++++ Recorded information
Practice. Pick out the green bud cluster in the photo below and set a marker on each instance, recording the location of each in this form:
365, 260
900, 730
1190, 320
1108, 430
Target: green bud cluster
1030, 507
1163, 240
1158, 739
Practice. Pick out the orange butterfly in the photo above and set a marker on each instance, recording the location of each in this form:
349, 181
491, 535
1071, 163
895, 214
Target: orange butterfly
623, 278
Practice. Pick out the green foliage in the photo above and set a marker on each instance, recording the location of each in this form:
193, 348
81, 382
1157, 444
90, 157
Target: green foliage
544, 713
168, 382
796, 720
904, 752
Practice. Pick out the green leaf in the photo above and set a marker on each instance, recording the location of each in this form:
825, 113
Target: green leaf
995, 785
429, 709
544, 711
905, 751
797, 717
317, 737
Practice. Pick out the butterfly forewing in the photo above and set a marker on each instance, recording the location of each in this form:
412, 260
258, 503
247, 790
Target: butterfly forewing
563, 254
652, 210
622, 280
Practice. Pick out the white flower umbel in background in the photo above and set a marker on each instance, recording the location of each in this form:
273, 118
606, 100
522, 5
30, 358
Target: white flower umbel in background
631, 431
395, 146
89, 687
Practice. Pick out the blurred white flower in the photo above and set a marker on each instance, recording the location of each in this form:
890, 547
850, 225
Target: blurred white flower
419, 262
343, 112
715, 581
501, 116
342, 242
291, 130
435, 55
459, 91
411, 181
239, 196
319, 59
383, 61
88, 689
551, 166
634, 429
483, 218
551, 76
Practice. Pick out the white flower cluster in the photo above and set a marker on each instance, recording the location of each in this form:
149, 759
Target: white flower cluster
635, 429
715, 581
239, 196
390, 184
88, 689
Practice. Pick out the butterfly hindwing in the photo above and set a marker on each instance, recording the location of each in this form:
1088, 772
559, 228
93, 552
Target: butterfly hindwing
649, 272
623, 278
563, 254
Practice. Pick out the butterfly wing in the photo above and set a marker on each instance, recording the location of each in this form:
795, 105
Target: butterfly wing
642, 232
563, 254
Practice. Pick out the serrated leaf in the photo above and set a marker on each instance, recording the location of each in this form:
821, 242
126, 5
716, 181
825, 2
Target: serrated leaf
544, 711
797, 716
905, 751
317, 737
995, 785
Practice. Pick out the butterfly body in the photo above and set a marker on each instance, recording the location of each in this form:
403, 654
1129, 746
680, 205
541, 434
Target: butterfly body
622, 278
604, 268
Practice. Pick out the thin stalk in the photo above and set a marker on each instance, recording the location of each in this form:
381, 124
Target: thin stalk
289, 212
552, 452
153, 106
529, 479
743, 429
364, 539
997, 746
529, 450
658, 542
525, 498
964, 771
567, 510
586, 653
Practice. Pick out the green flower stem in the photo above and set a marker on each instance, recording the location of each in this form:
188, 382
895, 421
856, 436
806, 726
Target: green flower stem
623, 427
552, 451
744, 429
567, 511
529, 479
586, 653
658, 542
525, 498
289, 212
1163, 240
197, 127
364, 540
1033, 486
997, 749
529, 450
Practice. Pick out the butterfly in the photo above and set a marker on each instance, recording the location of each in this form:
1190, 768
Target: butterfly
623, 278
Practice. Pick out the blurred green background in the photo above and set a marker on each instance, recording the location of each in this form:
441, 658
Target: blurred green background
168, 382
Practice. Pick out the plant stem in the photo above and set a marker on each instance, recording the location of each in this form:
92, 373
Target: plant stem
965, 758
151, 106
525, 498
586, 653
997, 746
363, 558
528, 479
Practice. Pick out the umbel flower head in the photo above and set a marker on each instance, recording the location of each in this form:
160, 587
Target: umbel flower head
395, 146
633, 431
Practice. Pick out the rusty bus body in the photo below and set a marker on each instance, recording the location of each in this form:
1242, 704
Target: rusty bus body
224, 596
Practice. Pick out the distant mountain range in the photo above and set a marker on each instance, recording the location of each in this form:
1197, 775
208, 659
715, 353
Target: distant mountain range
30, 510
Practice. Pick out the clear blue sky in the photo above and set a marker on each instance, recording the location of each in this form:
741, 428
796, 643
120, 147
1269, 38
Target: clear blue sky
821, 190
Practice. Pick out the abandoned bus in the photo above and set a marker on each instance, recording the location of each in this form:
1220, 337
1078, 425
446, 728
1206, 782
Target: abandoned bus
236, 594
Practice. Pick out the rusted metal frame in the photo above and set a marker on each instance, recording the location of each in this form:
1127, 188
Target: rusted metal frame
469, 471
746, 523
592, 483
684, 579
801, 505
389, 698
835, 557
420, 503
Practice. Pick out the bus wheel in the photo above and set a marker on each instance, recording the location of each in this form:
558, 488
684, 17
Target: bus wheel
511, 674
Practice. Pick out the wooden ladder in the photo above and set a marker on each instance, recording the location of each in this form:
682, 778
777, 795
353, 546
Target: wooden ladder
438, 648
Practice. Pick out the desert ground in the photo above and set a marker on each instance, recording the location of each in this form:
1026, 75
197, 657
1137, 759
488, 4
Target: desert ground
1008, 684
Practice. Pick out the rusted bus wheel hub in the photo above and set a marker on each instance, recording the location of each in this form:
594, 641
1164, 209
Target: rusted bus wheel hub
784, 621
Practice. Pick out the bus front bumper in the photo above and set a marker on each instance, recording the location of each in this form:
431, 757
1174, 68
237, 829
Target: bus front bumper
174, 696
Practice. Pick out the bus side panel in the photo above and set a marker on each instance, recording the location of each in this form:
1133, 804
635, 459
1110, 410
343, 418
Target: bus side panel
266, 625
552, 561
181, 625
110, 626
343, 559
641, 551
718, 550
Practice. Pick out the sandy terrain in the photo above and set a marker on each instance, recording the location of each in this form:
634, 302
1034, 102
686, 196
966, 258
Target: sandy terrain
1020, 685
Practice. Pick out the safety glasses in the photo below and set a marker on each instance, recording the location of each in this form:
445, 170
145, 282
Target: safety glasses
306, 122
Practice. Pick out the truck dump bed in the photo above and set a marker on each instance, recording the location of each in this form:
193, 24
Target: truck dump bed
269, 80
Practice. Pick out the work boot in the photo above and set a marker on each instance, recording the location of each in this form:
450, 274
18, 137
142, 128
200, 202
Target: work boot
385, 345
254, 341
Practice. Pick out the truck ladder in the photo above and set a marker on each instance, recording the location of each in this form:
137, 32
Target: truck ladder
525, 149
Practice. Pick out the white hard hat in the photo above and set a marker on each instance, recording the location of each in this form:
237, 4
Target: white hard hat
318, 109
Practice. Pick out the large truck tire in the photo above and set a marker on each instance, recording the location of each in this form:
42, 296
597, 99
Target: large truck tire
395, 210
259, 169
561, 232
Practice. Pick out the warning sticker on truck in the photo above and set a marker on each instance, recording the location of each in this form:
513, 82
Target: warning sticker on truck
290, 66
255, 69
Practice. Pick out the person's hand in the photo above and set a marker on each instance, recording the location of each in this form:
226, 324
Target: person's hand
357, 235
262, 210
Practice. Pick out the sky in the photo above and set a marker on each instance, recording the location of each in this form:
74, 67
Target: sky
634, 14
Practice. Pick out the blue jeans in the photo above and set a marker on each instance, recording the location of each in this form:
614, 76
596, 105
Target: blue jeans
++++++++
Reproduce the lines of the entries above exactly, but only from the line containing "Practice. Pick out the safety" through the final line.

- **Answer to this exercise**
Practice. Pick out the safety glasses in the photo below and set a marker on each instance, recording the location of each in this form:
445, 170
145, 282
Target: safety glasses
306, 122
Practice. Pick out the truck dump bed in the photo above and set a marker on each instance, recording the location of each in this form:
193, 24
Target: truck dump bed
269, 80
Practice. Pick out the work boot in the photo above and set a marker on each instance, recording the location of each in this form:
450, 274
18, 137
142, 128
200, 202
Target: work boot
385, 345
254, 341
Practice. Pick out the truck ladder in the photo above and set a marker on each instance, recording the location of each in this form:
137, 32
Target: truck ladder
525, 149
Practice. Pick out the white hard hat in the photo above and set a marker on each instance, recording the location of each in this form:
237, 4
Target: white hard hat
318, 109
Practice. Pick out the large truck tire in the photo above and set a marker on each instance, recording the location of each in this form:
42, 296
597, 99
Target: large truck tire
395, 210
259, 169
561, 232
Practice. Pick out the warning sticker on truck in the photo above and set a marker on each instance, recording the location of each in this form:
513, 82
Target: warning sticker on truck
290, 66
255, 69
Practice. Pick out the person's hand in the photo above and set a marker on each instance, recording the location of each in this form:
226, 324
Target: person's hand
357, 235
262, 210
Practice. Pick out the sky in the photo above and set a marker on each instance, recording the location of each in this form:
74, 67
Target: sky
634, 14
Practice. Pick out the blue jeans in the photo above and set a marker on each instance, recording the location of each in this form:
614, 76
596, 105
Target: blue jeans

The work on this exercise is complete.